[Excerpts from a dataset on object pointing]
<<<<

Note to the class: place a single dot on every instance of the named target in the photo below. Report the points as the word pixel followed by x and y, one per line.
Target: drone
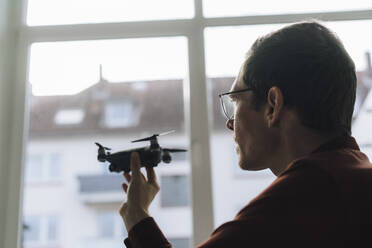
pixel 150 156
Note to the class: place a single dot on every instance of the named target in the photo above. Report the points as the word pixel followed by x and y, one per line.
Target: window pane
pixel 52 228
pixel 106 225
pixel 215 8
pixel 180 242
pixel 174 191
pixel 55 12
pixel 32 228
pixel 34 168
pixel 233 187
pixel 124 79
pixel 54 166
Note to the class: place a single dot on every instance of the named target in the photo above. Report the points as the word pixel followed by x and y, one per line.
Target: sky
pixel 69 67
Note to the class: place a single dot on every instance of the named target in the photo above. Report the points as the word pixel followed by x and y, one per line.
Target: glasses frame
pixel 229 93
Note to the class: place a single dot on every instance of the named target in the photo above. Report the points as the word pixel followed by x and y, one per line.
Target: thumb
pixel 135 164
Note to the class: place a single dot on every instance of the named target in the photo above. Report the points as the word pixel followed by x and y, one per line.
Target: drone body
pixel 150 156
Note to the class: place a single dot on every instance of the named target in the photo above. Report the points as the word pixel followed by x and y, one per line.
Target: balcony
pixel 101 188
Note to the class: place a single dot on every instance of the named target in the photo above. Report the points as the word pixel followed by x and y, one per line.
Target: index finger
pixel 135 164
pixel 151 175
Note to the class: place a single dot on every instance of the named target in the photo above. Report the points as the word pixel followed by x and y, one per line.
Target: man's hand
pixel 140 193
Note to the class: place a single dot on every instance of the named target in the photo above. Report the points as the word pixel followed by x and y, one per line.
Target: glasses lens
pixel 228 106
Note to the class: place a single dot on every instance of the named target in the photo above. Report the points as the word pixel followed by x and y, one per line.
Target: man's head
pixel 304 68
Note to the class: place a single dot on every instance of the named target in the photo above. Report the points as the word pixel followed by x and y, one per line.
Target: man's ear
pixel 275 104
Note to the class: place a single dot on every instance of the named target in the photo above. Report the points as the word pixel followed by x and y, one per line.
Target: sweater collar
pixel 340 142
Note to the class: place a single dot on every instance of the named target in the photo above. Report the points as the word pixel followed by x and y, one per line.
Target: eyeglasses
pixel 228 106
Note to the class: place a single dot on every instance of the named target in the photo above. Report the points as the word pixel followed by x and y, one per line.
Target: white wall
pixel 9 188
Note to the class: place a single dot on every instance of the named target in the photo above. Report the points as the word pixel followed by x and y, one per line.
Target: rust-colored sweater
pixel 321 200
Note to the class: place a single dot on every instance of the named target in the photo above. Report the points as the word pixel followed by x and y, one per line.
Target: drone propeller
pixel 174 150
pixel 100 146
pixel 153 136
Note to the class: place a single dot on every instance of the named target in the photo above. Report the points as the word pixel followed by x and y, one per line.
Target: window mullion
pixel 288 18
pixel 199 133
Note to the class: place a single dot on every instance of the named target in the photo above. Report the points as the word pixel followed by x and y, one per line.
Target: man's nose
pixel 230 124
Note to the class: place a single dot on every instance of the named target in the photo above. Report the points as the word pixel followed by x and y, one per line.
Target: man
pixel 290 110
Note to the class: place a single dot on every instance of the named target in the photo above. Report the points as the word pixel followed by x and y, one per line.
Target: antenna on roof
pixel 100 73
pixel 368 59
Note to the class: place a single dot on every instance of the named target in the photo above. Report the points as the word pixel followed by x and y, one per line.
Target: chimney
pixel 369 66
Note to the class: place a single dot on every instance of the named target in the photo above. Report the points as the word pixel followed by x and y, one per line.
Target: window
pixel 41 229
pixel 34 167
pixel 71 116
pixel 121 114
pixel 106 224
pixel 217 8
pixel 174 191
pixel 52 12
pixel 110 225
pixel 41 168
pixel 180 242
pixel 100 77
pixel 167 56
pixel 32 230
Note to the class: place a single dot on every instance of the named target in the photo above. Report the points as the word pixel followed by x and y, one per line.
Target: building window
pixel 32 231
pixel 175 191
pixel 121 114
pixel 110 226
pixel 43 167
pixel 180 242
pixel 41 229
pixel 34 167
pixel 69 116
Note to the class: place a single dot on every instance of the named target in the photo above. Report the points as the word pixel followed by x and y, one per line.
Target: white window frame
pixel 14 108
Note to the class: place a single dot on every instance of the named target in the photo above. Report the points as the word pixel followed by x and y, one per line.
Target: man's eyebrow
pixel 233 96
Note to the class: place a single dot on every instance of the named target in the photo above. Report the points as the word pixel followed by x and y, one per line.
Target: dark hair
pixel 313 70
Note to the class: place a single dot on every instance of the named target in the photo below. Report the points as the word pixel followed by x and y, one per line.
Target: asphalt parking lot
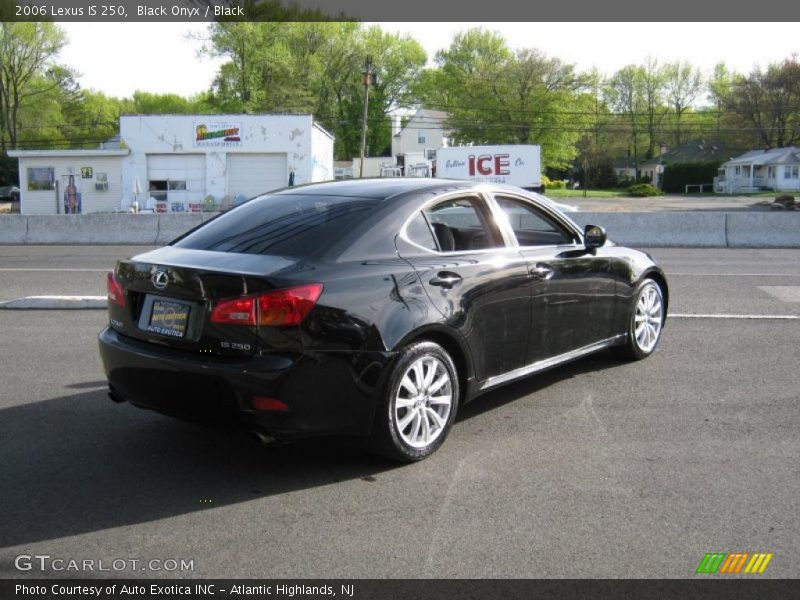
pixel 598 469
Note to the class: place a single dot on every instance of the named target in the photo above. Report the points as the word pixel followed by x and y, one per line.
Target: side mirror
pixel 594 236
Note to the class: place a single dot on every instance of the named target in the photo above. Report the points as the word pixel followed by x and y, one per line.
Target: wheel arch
pixel 658 276
pixel 454 346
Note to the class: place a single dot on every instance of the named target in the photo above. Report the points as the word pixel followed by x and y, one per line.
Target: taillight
pixel 116 295
pixel 241 311
pixel 281 307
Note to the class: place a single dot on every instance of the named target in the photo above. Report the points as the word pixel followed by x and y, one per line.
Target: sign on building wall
pixel 217 134
pixel 72 194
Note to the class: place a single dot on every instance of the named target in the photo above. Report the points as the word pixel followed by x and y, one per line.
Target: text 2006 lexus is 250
pixel 371 308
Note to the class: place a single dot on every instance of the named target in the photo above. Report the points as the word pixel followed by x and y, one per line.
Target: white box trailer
pixel 519 165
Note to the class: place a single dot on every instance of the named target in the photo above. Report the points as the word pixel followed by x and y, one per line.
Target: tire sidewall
pixel 388 426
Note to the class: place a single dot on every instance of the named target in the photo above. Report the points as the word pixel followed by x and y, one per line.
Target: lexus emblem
pixel 160 279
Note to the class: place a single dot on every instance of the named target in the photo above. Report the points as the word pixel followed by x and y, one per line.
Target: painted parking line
pixel 723 316
pixel 55 303
pixel 66 270
pixel 670 274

>>>>

> **Required task**: Copy the items word for word from the start of the items through the line that contains "pixel 140 193", including both ends. Leave the pictures out of your copy.

> **Response to this task**:
Note to the class: place a single dot on every instance of the named target in the photo below. Report the points as the word pixel followed by x and y, one per line.
Target: drone
pixel 150 156
Note to the class: place a single dot on every instance of the named target in the photo above. Report the points as the word pixel followed by x and y, one per line.
Target: window pane
pixel 52 228
pixel 106 225
pixel 215 8
pixel 180 242
pixel 174 191
pixel 55 12
pixel 32 228
pixel 34 168
pixel 233 187
pixel 124 79
pixel 54 166
Note to the class: place a single dot on every instance of the named target in the photo above. Report the points as the word pixel followed by x and y, one per line.
Target: sky
pixel 69 67
Note to the class: place a single dot on every instance of the named target in the photo above. Report the points as the word pixel followed by x and y, one per line.
Target: glasses frame
pixel 229 93
Note to the class: place a single dot on every instance of the named target in the photo above. Report the points as the word pixel followed by x and y, one per line.
Target: thumb
pixel 135 164
Note to the class: place a single dot on every instance of the named target in the photo above. Report the points as the word pixel followed by x and y, one per line.
Target: drone body
pixel 150 156
Note to the class: place a single dot on every instance of the named target in the photo above. Report the points as the word pixel followed by x and y, one per line.
Target: balcony
pixel 101 188
Note to the class: place a single dot on every instance of the named target in the photo above. Report the points as the word pixel followed by x and y, one per line.
Target: index finger
pixel 135 164
pixel 151 175
Note to the class: place a single dot on every instance of the named target in the photo above. Report the points as the word pixel followed by x and y, one per line.
Target: man's hand
pixel 140 193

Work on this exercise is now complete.